Supplied text ▸
========================================================================
Judgment No. 3566
1. The case is remitted to the CDE in order that it execute Judgment 3239 in full and as soon as possible, having regard in particular to the information and supporting documents to be provided by the complainant, as indicated in considerations 7 to 17 and 22.
2. All other claims are dismissed.
The complainant filed an application for execution of Judgment 3239.
ILOAT Judgment(s): 3239
application for execution; complaint allowed; case sent back to organisation
Considerations 3 and 4
"The Tribunal has consistently held that when the time limit for taking a procedural step expires on a Sunday or a public holiday, this time limit is ipso facto extended to the first following working day (see, for example, with regard to Sunday, Judgments 306, 517 and 3034, under 14, and with regard to a public holiday, Judgments 890, under 4, and 2250, under 8).
As regards the submission of complaints and briefs to the Tribunal itself, for which the date of filing is the date on which they are sent and not the date on which they are received by the Registry, this case law is based on the fact that the postal services of most States do not usually operate on Sundays and public holidays.
However, in view of the reason underpinning it, this solution is not applicable where the deadline for submitting a complaint or a brief expires, as in the present case, on a Saturday. On the contrary, it is ordinarily the rule in most States that postal services operate on this day of the week, albeit under particular conditions.
It is true that the Tribunal has ruled, with respect to an internal appeal filed by an official, that a time limit expiring on a Saturday was automatically extended to the following Monday if Saturday was a non-working day in the organisation concerned (see Judgment 2831, under 3). However, this solution may be explained by the circumstance that appeals of this type are usually deposited with the administrative services of organisations and forwarded to the competent body through the internal mail, so that the closure of these services on non-working days justifies such an extension. As it is usual practice to file submissions with the Tribunal by post, there is no reason to transpose this particular precedent to the filing of complaints or briefs with the Tribunal, since this filing is not hindered by a deadline falling on a Saturday, even if Saturday is not a working day in the organisation concerned."
========================================================================
Dataset extract ▸

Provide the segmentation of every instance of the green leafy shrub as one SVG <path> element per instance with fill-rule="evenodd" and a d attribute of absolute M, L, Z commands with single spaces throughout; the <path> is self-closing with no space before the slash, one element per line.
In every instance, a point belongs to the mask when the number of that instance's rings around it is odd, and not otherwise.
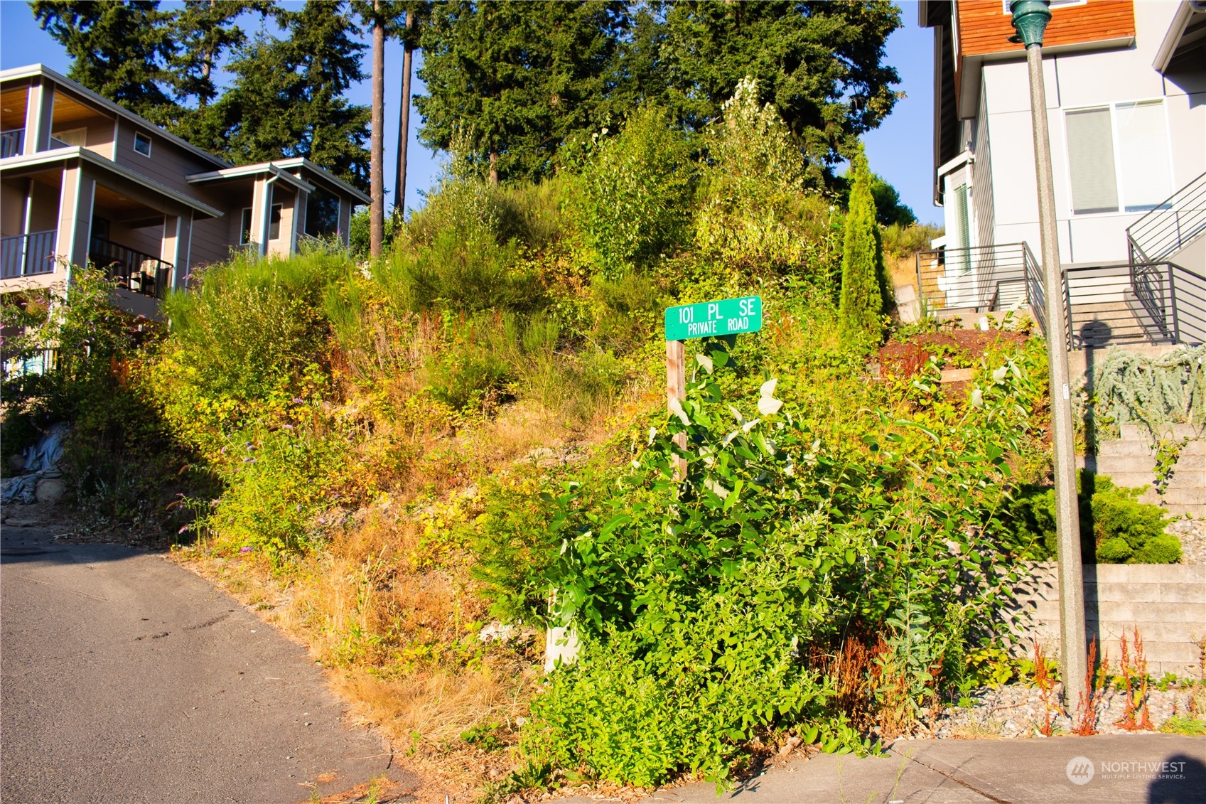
========================================================================
Aim 1 ▸
From the passage in quotation marks in the judgment text, list every judgment number the Tribunal cites.
Aim 2 ▸
Answer these questions from the judgment text:
(a) Which judgment did the complainant apply to have executed?
(b) According to the Tribunal, on which day of the week do postal services in most States ordinarily operate, albeit under particular conditions?
(c) In Judgment 2831, to which day was a time limit expiring on a Saturday automatically extended?
Aim 3 ▸
Reproduce the judgment text word for word from "Judgment No. 3566" up to and including "claims are dismissed.".

Expected answer 1 ▸
306, 517, 3034, 890, 2250, 2831

Expected answer 2 ▸
(a) Judgment 3239
(b) Saturday
(c) The following Monday

Expected answer 3 ▸
Judgment No. 3566
1. The case is remitted to the CDE in order that it execute Judgment 3239 in full and as soon as possible, having regard in particular to the information and supporting documents to be provided by the complainant, as indicated in considerations 7 to 17 and 22.
2. All other claims are dismissed.